**** Data to examine
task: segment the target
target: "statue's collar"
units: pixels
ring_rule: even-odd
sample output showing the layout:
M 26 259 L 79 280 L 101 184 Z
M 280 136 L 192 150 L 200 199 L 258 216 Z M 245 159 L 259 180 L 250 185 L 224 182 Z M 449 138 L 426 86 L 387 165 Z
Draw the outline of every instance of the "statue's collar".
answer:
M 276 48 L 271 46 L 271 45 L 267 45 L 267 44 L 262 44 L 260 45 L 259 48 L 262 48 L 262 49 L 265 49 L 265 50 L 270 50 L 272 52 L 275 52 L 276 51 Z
********
**The problem**
All records shown above must be set down again verbatim.

**Expected answer**
task: segment the target
target: "statue's collar"
units: pixels
ring_rule: even-odd
sample output showing the layout:
M 26 259 L 79 280 L 101 184 Z
M 280 136 L 192 150 L 200 199 L 258 216 Z M 245 159 L 259 180 L 250 185 L 224 182 Z M 449 138 L 426 86 L 387 165 Z
Draw the outline of every instance of the "statue's collar".
answer:
M 276 48 L 271 46 L 271 45 L 267 45 L 267 44 L 262 44 L 260 45 L 259 48 L 262 48 L 262 49 L 265 49 L 265 50 L 270 50 L 272 52 L 275 52 L 276 51 Z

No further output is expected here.